#### REQUIREMENT
Please gather every line in the rows below that contains the string "radiator". Letter case matters.

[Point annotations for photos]
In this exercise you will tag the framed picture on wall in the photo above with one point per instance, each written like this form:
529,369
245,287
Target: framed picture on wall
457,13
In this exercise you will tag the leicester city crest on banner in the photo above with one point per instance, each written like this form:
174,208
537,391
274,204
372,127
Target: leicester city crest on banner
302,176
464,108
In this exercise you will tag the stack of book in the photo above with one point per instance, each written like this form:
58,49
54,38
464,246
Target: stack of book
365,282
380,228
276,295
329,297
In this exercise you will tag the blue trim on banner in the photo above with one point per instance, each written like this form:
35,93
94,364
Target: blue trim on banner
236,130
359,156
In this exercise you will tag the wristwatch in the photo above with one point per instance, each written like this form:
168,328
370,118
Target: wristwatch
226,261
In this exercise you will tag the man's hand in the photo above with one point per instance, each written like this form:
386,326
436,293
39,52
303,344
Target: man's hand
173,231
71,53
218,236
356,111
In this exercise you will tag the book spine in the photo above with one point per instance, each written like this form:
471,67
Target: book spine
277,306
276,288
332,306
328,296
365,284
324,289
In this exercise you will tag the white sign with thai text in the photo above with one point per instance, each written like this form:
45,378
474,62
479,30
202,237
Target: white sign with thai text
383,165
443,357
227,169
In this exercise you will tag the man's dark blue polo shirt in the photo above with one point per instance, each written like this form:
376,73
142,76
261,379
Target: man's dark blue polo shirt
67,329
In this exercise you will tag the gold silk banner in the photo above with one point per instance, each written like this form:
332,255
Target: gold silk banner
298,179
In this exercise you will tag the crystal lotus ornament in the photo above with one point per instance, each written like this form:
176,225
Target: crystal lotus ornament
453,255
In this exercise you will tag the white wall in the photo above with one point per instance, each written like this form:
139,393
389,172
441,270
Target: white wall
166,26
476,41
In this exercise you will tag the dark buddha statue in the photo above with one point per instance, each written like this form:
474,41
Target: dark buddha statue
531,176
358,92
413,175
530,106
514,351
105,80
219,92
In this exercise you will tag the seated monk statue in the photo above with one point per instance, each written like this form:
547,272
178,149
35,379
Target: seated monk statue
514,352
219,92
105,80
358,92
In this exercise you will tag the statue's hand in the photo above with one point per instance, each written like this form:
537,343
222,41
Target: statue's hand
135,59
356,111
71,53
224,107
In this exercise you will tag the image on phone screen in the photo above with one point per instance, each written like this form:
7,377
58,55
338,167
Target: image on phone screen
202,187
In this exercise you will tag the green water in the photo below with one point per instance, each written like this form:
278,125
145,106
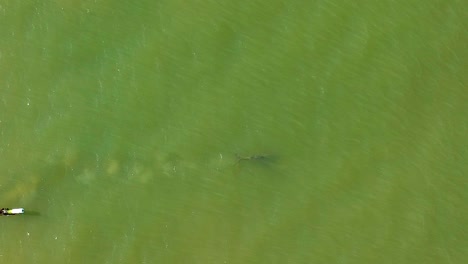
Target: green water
121,124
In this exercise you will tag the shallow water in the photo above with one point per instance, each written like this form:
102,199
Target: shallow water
121,126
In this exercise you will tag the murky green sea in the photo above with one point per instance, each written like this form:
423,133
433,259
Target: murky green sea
167,131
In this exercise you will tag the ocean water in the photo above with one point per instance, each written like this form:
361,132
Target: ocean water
234,131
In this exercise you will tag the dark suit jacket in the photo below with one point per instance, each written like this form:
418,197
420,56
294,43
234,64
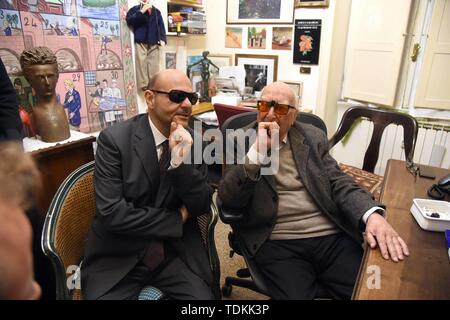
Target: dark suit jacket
10,123
251,206
132,210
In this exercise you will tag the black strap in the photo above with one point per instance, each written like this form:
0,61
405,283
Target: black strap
436,192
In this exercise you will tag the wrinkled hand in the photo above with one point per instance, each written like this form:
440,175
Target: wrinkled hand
266,132
180,142
378,230
184,214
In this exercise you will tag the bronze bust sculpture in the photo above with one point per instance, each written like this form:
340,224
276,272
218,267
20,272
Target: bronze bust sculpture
40,68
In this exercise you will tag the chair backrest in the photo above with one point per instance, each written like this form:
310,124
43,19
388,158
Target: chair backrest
69,219
241,120
224,111
381,119
236,122
66,226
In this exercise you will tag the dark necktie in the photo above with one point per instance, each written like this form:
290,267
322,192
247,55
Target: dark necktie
155,250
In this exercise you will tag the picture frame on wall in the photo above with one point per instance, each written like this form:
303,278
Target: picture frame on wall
260,12
260,70
307,35
220,60
312,3
297,87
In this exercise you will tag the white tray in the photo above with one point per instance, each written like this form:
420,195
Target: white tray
422,209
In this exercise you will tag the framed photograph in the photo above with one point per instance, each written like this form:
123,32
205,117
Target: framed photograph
233,37
312,3
170,59
220,60
282,38
307,41
260,70
260,12
256,38
297,87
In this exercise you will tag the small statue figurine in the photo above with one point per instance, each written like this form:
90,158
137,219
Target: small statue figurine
205,64
40,68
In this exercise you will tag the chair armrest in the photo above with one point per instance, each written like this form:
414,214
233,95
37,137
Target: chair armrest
229,216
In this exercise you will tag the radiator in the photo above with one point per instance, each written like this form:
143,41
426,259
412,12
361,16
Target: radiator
432,145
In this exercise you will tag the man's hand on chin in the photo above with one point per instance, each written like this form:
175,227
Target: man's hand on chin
379,231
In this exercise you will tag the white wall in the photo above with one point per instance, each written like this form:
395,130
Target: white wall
214,41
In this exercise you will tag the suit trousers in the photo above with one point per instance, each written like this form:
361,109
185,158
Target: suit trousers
147,63
296,269
172,277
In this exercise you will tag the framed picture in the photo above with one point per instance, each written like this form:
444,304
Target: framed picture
170,59
256,38
233,37
282,38
312,3
297,87
307,41
260,12
220,60
260,70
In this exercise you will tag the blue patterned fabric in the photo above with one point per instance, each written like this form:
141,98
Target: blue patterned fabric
150,293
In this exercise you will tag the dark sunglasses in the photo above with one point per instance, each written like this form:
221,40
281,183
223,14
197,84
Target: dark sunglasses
279,108
179,96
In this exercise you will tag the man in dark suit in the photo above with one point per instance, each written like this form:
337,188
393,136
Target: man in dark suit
302,222
145,230
10,124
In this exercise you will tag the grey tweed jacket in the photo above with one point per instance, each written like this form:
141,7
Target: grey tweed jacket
251,206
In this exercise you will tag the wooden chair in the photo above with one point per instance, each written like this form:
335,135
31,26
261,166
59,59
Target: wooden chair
250,277
67,224
381,119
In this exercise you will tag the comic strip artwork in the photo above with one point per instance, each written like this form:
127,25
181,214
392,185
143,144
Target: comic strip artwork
92,44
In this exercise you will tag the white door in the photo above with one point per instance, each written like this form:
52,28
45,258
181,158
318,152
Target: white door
433,90
374,54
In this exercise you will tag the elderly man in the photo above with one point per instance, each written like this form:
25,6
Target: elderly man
19,183
303,223
148,196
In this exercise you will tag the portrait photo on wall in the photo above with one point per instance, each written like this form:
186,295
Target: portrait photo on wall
260,11
170,60
312,3
91,42
282,38
307,41
256,38
233,37
260,70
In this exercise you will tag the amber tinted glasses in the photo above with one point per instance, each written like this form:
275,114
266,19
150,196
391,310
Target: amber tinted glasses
279,108
178,96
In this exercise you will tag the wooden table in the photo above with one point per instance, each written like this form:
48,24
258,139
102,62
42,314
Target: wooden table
57,162
425,274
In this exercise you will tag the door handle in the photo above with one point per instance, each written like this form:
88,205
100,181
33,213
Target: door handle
416,51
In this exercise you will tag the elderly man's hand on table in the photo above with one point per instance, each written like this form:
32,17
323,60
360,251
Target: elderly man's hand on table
379,231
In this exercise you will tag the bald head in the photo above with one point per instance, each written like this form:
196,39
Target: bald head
281,92
167,77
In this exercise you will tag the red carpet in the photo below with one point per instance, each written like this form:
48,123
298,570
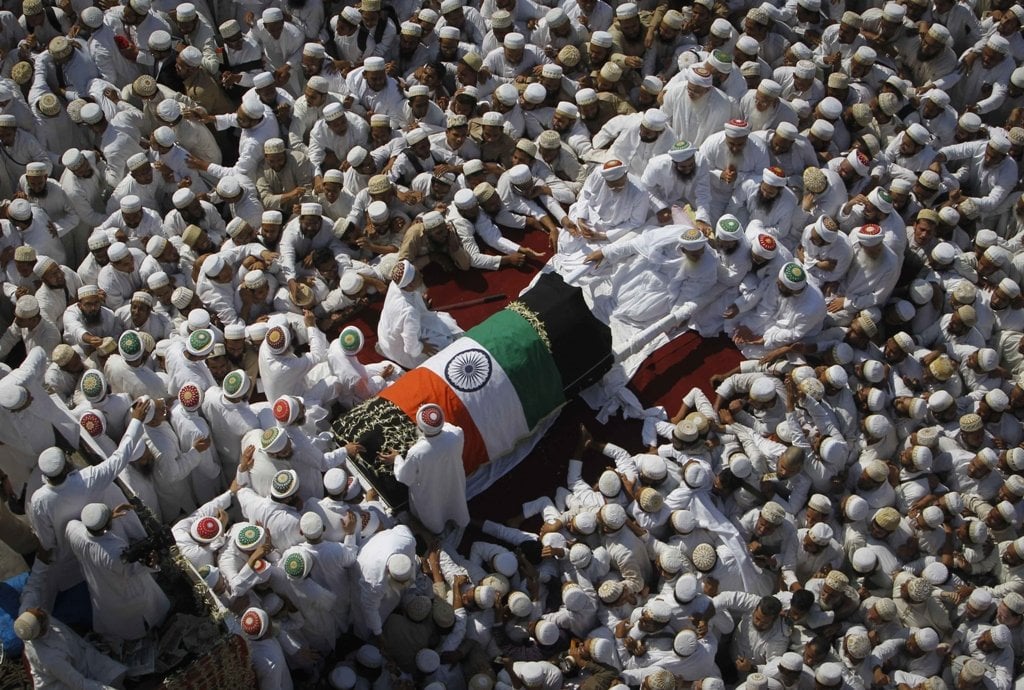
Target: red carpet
664,379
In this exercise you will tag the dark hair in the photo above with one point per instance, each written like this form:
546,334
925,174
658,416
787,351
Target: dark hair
770,606
802,600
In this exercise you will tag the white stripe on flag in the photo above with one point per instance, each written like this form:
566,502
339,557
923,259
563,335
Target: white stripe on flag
485,390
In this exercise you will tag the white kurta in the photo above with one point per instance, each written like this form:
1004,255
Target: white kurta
126,600
62,660
432,470
378,596
407,322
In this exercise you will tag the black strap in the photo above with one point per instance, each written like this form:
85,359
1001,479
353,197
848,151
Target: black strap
51,16
364,33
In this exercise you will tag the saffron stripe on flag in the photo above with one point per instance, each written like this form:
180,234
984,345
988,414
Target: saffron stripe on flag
477,378
421,386
527,363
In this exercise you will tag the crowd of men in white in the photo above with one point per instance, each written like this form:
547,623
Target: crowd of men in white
841,196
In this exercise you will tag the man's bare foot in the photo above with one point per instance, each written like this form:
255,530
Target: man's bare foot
585,441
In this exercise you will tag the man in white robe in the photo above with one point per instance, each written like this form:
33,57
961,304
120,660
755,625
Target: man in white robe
66,491
432,469
671,181
385,567
638,139
409,331
126,600
870,278
59,658
791,311
769,202
31,418
285,374
669,272
696,110
732,157
611,206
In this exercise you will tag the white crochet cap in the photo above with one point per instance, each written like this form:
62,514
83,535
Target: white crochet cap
686,589
856,508
580,555
936,573
574,598
546,633
612,515
519,604
932,516
828,674
864,560
980,599
763,389
926,638
609,484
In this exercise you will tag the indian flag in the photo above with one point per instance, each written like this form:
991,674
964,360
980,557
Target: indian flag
498,383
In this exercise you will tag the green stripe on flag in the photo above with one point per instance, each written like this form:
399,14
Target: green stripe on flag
514,344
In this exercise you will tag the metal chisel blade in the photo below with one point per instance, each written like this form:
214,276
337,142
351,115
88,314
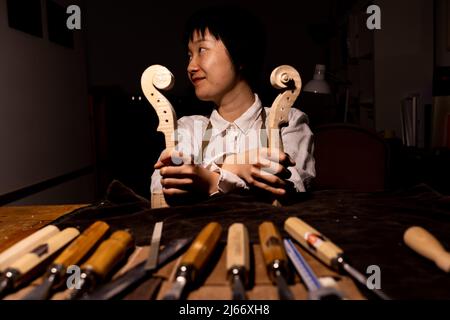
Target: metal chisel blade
152,260
138,273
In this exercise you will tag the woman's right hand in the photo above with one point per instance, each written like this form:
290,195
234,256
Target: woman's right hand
262,168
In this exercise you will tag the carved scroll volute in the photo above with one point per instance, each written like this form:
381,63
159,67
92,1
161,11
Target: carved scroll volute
159,77
287,78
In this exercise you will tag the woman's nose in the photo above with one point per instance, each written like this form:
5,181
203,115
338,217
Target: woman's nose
192,66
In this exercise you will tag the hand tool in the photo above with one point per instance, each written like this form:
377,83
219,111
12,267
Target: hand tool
26,245
275,258
325,250
105,258
195,259
152,260
425,244
315,289
70,256
238,259
21,270
137,274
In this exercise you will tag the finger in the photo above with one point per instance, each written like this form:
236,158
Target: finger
177,171
174,192
268,178
274,168
183,183
264,186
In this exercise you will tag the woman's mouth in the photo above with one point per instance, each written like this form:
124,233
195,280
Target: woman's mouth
195,81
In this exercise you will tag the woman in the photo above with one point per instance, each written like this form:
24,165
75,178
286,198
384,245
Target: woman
226,49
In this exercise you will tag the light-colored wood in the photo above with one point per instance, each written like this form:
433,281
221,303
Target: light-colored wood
238,247
312,240
203,246
32,218
82,245
158,201
425,244
26,245
288,79
43,251
271,244
159,77
109,253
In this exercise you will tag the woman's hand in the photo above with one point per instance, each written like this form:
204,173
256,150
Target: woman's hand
180,178
263,169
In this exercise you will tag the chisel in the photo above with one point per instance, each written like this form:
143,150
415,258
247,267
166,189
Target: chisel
70,256
105,258
325,250
195,259
275,258
21,269
26,245
152,260
238,259
315,289
425,244
135,275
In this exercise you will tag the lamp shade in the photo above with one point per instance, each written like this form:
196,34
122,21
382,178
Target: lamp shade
318,84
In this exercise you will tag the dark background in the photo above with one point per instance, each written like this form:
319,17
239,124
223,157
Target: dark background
107,130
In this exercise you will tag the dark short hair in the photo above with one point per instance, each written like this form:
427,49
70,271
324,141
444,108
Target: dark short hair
242,33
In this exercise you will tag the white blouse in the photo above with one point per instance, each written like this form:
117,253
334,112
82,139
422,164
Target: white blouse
241,135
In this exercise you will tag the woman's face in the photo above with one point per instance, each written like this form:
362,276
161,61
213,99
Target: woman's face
210,68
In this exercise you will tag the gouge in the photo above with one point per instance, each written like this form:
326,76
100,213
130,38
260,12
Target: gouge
21,269
138,274
275,258
105,258
425,244
315,289
325,250
26,245
70,256
238,259
195,259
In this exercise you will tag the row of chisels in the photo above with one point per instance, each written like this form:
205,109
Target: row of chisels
99,252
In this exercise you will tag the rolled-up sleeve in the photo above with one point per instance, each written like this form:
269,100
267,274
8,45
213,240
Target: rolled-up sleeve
299,145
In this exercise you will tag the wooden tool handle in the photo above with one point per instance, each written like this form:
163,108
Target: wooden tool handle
271,244
203,246
425,244
82,245
110,252
158,200
238,247
313,241
45,250
26,245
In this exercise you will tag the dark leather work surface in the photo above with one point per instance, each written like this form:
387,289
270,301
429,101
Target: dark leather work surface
369,227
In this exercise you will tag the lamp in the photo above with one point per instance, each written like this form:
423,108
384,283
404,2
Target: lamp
318,84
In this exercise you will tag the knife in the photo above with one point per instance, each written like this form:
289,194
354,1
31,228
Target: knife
135,275
105,258
70,256
195,259
21,270
152,260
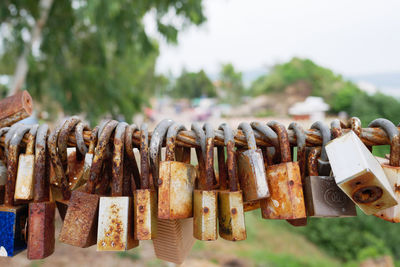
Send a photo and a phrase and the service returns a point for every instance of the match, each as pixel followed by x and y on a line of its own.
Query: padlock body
pixel 252 176
pixel 115 229
pixel 174 239
pixel 175 190
pixel 325 199
pixel 391 214
pixel 24 182
pixel 12 225
pixel 145 214
pixel 286 199
pixel 80 223
pixel 232 226
pixel 358 173
pixel 41 231
pixel 205 215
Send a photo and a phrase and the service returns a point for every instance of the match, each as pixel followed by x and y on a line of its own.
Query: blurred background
pixel 203 60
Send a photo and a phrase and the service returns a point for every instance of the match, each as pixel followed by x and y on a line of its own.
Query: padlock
pixel 358 173
pixel 251 168
pixel 26 162
pixel 115 228
pixel 41 227
pixel 205 199
pixel 391 167
pixel 145 198
pixel 322 195
pixel 13 218
pixel 175 183
pixel 230 203
pixel 286 199
pixel 174 238
pixel 80 224
pixel 302 161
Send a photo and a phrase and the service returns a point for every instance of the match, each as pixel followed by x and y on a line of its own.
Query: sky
pixel 351 37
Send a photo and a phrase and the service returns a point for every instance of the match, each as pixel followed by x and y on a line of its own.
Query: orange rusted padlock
pixel 391 167
pixel 174 238
pixel 286 200
pixel 26 164
pixel 251 168
pixel 175 183
pixel 115 228
pixel 230 203
pixel 80 224
pixel 205 199
pixel 145 199
pixel 13 217
pixel 41 229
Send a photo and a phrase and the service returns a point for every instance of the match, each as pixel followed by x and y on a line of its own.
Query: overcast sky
pixel 350 36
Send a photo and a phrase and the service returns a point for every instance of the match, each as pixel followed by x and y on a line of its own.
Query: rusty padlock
pixel 115 228
pixel 145 198
pixel 391 167
pixel 302 161
pixel 3 168
pixel 80 224
pixel 286 199
pixel 13 218
pixel 26 164
pixel 174 238
pixel 230 203
pixel 358 173
pixel 322 195
pixel 251 168
pixel 41 227
pixel 175 183
pixel 205 199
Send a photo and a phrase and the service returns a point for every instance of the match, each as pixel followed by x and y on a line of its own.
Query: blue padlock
pixel 13 218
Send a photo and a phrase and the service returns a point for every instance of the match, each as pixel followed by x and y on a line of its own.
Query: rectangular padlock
pixel 286 200
pixel 358 173
pixel 26 164
pixel 252 175
pixel 13 218
pixel 322 195
pixel 115 228
pixel 145 198
pixel 41 227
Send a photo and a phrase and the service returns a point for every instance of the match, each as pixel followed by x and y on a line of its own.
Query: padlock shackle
pixel 267 133
pixel 394 136
pixel 41 191
pixel 326 137
pixel 173 131
pixel 12 163
pixel 231 157
pixel 132 164
pixel 336 129
pixel 117 182
pixel 301 146
pixel 144 157
pixel 80 142
pixel 249 134
pixel 155 147
pixel 99 156
pixel 312 161
pixel 284 145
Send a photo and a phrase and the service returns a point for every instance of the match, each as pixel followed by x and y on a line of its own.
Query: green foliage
pixel 193 85
pixel 231 84
pixel 95 56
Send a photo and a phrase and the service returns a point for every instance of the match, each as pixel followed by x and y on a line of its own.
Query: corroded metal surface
pixel 80 223
pixel 145 214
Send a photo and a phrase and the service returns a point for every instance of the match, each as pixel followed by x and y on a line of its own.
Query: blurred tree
pixel 231 84
pixel 91 56
pixel 193 85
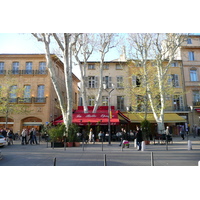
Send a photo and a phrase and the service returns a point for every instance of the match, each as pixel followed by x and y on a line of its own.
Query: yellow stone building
pixel 29 71
pixel 190 56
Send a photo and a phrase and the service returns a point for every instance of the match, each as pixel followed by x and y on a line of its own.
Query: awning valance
pixel 98 118
pixel 168 117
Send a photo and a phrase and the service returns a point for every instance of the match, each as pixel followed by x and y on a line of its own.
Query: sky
pixel 11 43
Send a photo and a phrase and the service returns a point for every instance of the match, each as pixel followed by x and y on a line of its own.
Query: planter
pixel 147 142
pixel 77 144
pixel 70 144
pixel 57 144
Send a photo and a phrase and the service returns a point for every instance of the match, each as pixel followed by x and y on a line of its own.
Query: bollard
pixel 135 143
pixel 54 161
pixel 105 163
pixel 152 159
pixel 143 146
pixel 189 145
pixel 83 144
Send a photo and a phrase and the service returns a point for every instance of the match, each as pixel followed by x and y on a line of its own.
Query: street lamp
pixel 109 109
pixel 192 109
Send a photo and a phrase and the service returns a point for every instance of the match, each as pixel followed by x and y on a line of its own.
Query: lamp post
pixel 192 108
pixel 109 109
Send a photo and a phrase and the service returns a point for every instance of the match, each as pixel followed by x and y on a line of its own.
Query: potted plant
pixel 145 124
pixel 56 135
pixel 72 134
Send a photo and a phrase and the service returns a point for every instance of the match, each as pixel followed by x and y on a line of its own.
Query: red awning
pixel 98 118
pixel 95 119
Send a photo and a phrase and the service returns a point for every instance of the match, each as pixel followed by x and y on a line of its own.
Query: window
pixel 28 68
pixel 174 64
pixel 91 66
pixel 27 91
pixel 106 67
pixel 40 94
pixel 191 55
pixel 173 80
pixel 120 82
pixel 120 102
pixel 13 94
pixel 104 100
pixel 42 67
pixel 92 81
pixel 119 66
pixel 189 41
pixel 193 75
pixel 15 68
pixel 178 102
pixel 108 81
pixel 91 100
pixel 1 67
pixel 196 96
pixel 136 80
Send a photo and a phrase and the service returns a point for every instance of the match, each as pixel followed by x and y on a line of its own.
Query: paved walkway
pixel 92 154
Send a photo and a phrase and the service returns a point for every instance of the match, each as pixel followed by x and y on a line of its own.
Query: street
pixel 39 155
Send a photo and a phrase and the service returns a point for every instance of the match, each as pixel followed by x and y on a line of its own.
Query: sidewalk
pixel 40 155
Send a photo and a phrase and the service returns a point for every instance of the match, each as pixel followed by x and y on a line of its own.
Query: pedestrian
pixel 182 132
pixel 90 135
pixel 31 137
pixel 100 135
pixel 34 135
pixel 24 141
pixel 107 136
pixel 4 132
pixel 10 137
pixel 194 130
pixel 139 138
pixel 122 137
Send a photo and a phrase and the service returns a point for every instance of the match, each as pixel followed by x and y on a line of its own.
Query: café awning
pixel 98 118
pixel 168 117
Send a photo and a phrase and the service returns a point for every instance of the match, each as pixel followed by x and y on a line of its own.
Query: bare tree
pixel 66 43
pixel 159 50
pixel 84 48
pixel 106 41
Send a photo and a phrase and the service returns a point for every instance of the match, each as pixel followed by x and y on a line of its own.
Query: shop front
pixel 98 121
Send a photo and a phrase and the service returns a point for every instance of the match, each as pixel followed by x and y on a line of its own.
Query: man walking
pixel 34 139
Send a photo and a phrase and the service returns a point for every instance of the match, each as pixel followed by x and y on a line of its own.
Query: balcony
pixel 41 72
pixel 24 100
pixel 24 72
pixel 196 103
pixel 20 100
pixel 27 72
pixel 2 72
pixel 14 72
pixel 39 100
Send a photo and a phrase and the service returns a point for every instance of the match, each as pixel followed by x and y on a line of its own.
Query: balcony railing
pixel 39 100
pixel 20 100
pixel 41 72
pixel 2 72
pixel 24 100
pixel 24 72
pixel 196 103
pixel 27 71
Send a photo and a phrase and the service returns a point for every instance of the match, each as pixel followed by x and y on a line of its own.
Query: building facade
pixel 29 72
pixel 190 56
pixel 128 94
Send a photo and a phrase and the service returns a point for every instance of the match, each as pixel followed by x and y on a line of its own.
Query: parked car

#### WRITTEN RESPONSE
In this exercise you will tag the radiator in the photo above with one point per instance, each written like this form:
Target: radiator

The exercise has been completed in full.